-- begin EXERCISE INPUT --
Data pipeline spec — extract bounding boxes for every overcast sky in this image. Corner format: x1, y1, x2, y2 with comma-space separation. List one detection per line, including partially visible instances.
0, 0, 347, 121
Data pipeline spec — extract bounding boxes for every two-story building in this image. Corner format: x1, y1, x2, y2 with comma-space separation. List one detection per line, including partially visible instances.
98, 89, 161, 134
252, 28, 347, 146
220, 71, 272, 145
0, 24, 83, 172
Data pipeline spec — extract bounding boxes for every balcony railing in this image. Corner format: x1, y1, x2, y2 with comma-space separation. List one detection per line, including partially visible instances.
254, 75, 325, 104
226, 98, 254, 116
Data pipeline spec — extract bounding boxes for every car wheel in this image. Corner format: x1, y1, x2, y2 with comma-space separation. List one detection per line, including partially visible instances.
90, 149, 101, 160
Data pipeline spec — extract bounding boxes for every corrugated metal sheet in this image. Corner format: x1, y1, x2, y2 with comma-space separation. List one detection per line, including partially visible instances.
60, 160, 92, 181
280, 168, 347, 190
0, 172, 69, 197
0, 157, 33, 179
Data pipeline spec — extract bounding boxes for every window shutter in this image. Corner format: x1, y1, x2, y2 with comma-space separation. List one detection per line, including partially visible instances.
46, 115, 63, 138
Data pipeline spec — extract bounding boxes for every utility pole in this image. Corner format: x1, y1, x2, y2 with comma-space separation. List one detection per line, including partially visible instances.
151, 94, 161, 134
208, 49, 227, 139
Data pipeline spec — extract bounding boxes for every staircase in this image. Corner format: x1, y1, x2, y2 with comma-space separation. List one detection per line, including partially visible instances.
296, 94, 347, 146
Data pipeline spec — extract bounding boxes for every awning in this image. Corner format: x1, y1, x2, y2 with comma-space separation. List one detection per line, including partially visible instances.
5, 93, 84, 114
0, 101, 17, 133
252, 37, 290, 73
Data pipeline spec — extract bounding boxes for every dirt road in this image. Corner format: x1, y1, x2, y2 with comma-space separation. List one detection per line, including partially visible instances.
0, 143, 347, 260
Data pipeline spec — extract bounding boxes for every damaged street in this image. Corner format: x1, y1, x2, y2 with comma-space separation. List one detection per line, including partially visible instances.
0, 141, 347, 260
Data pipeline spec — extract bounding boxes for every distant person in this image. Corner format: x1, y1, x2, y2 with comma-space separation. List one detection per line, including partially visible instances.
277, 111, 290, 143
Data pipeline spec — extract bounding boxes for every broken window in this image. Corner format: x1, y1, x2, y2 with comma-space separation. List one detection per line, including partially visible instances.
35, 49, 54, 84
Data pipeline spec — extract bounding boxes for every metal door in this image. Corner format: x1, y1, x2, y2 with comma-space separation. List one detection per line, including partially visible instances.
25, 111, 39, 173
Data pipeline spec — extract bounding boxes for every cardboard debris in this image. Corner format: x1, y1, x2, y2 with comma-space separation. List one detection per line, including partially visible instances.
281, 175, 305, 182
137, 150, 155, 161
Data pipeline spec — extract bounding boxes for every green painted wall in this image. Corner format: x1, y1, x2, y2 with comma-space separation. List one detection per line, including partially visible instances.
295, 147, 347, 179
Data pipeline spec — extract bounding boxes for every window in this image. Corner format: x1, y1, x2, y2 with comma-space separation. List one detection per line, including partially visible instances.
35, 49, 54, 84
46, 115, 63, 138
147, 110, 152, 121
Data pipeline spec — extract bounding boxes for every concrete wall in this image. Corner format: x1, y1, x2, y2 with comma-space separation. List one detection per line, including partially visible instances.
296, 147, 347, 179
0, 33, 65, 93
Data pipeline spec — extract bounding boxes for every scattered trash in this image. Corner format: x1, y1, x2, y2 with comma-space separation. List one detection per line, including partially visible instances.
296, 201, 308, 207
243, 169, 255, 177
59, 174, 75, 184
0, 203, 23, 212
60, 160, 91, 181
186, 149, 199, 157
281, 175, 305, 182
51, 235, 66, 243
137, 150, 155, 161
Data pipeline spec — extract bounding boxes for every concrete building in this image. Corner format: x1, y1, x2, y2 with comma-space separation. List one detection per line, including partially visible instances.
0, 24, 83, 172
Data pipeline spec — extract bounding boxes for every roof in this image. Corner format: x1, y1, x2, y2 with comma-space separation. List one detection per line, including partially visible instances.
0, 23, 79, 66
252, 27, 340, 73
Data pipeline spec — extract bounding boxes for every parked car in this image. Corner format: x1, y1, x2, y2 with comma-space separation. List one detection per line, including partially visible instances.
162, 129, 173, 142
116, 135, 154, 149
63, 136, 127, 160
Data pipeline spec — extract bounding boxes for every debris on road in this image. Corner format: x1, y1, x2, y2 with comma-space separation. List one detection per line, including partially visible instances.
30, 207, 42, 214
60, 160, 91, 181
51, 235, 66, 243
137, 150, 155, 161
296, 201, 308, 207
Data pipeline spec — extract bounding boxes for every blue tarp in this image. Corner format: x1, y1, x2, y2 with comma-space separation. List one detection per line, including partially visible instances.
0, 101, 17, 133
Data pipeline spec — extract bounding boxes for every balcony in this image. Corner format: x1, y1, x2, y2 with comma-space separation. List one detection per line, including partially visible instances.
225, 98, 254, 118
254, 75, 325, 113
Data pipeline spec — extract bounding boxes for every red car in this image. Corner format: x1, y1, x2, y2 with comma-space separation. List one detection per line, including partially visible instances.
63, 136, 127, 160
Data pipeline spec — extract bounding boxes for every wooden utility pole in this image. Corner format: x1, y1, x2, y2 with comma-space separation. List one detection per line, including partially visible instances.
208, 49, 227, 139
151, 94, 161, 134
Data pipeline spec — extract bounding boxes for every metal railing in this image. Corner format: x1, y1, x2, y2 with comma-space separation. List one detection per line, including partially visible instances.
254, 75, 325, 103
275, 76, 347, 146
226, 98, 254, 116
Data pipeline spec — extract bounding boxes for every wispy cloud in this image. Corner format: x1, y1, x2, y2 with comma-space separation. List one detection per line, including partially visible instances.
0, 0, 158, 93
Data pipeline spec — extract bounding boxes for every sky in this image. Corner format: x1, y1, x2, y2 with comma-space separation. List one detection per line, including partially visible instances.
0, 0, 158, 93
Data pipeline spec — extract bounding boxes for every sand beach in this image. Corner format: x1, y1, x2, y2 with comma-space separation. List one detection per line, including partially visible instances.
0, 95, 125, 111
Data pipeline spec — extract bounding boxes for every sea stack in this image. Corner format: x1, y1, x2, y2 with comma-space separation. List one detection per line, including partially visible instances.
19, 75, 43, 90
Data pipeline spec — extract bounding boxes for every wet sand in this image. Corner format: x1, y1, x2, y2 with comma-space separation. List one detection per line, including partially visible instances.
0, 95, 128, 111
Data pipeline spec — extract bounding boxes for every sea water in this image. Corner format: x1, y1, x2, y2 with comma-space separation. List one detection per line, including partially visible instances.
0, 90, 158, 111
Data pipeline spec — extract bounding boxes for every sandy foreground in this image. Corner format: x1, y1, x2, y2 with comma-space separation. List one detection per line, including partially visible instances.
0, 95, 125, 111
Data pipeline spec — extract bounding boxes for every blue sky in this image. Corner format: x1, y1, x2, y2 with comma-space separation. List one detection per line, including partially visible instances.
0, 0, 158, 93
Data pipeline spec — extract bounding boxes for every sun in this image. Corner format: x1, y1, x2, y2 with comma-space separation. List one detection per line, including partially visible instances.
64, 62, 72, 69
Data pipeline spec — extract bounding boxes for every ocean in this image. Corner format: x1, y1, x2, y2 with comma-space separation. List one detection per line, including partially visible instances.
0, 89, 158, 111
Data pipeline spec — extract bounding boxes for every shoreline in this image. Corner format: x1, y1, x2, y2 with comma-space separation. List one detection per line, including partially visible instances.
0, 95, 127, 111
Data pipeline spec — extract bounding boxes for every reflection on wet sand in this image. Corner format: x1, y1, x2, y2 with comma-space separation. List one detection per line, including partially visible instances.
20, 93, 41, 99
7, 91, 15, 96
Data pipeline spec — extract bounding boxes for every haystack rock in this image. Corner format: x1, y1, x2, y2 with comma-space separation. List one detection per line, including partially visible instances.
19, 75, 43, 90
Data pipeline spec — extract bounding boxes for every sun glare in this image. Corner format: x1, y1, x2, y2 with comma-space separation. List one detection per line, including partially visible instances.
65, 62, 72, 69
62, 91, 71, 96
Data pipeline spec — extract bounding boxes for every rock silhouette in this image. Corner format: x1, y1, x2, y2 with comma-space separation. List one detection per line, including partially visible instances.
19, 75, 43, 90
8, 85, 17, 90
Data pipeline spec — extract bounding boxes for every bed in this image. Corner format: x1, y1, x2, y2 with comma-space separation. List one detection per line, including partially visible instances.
-- end EXERCISE INPUT --
> **GOAL**
Transcribe word for word the lines from the one holding "Data pipeline spec — extract bounding boxes for every reflection" to the last line of the listing above, inclusive.

> **RESULT**
Data pipeline spec — extract bounding boxes for every reflection on wet sand in this image. Corner format: x1, y1, x2, y2 with comma-space separation. List one detection per line, including partially visible instances.
20, 93, 41, 99
7, 91, 15, 96
Data pipeline spec — extract bounding boxes for every haystack rock in this image. Corner format: x1, y1, x2, y2 with comma-space separation. List one detection per line, including partially visible instances.
19, 75, 43, 90
Data pipeline spec — extract bounding boxes for every sun glare in this image. Corner format: x1, y1, x2, y2 with comma-space separation. List one detection per line, including partially visible instances.
65, 62, 72, 69
62, 91, 71, 96
Data pipeline spec — extract bounding boxes for every rock silhouette in this image. Corner format: x1, y1, x2, y2 with comma-space separation. List one detection per line, including partially visible instances.
19, 75, 43, 90
8, 85, 17, 90
Data pipeline spec — extract bounding boxes for every bed in this image. Corner format: x1, y1, x2, y2 with comma-space separation. List one detection per line, including partially visible instances.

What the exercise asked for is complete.